**What the task requires**
Write the data out again in full, with no departure from the original.

## start Dataset extract

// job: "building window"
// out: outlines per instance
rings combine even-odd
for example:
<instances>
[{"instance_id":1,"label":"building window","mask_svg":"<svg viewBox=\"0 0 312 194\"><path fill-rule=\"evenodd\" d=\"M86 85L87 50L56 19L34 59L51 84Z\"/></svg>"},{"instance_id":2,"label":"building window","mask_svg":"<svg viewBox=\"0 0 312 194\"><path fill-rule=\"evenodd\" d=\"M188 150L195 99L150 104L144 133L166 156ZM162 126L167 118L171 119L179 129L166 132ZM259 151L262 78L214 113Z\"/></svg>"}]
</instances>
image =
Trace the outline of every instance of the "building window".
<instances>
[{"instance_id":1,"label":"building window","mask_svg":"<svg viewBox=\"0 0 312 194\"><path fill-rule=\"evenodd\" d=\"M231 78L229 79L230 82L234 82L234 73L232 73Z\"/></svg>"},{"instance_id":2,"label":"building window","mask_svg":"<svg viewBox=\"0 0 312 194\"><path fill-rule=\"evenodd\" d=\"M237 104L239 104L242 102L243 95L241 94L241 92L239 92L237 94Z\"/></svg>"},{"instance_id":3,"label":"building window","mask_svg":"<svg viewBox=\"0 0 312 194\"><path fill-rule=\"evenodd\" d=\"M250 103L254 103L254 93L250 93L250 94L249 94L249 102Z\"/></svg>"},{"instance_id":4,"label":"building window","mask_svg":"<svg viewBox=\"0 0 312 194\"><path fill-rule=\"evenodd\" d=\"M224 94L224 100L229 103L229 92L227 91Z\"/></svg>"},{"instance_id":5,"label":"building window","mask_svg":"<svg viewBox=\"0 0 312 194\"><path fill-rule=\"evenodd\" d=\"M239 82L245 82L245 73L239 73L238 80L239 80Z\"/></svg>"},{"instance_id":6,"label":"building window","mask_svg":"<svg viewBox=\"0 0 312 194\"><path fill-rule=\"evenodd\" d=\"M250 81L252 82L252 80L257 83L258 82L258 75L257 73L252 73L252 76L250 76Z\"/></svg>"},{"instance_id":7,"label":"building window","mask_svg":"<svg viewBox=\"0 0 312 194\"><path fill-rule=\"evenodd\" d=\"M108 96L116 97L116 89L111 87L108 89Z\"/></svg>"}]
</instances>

## end Dataset extract

**Solution for this task**
// job: "building window"
// out: outlines per instance
rings combine even-odd
for example:
<instances>
[{"instance_id":1,"label":"building window","mask_svg":"<svg viewBox=\"0 0 312 194\"><path fill-rule=\"evenodd\" d=\"M86 85L87 50L56 19L34 59L51 84Z\"/></svg>"},{"instance_id":2,"label":"building window","mask_svg":"<svg viewBox=\"0 0 312 194\"><path fill-rule=\"evenodd\" d=\"M188 150L195 99L150 104L144 133L166 156ZM162 126L167 118L171 119L179 129L166 132ZM259 151L262 78L214 113Z\"/></svg>"}]
</instances>
image =
Trace the outline of every instance of the "building window".
<instances>
[{"instance_id":1,"label":"building window","mask_svg":"<svg viewBox=\"0 0 312 194\"><path fill-rule=\"evenodd\" d=\"M231 78L229 79L230 82L234 82L234 73L232 73Z\"/></svg>"},{"instance_id":2,"label":"building window","mask_svg":"<svg viewBox=\"0 0 312 194\"><path fill-rule=\"evenodd\" d=\"M237 104L239 104L242 102L243 95L241 94L241 92L239 92L237 94Z\"/></svg>"},{"instance_id":3,"label":"building window","mask_svg":"<svg viewBox=\"0 0 312 194\"><path fill-rule=\"evenodd\" d=\"M250 103L254 103L254 93L250 93L250 94L249 94L249 102Z\"/></svg>"},{"instance_id":4,"label":"building window","mask_svg":"<svg viewBox=\"0 0 312 194\"><path fill-rule=\"evenodd\" d=\"M224 94L224 100L229 103L229 92L227 91Z\"/></svg>"},{"instance_id":5,"label":"building window","mask_svg":"<svg viewBox=\"0 0 312 194\"><path fill-rule=\"evenodd\" d=\"M239 82L245 82L245 73L239 73L238 80L239 80Z\"/></svg>"},{"instance_id":6,"label":"building window","mask_svg":"<svg viewBox=\"0 0 312 194\"><path fill-rule=\"evenodd\" d=\"M250 81L252 82L252 80L257 83L258 82L258 75L257 73L252 73L252 76L250 76Z\"/></svg>"},{"instance_id":7,"label":"building window","mask_svg":"<svg viewBox=\"0 0 312 194\"><path fill-rule=\"evenodd\" d=\"M108 96L116 97L116 89L111 87L108 89Z\"/></svg>"}]
</instances>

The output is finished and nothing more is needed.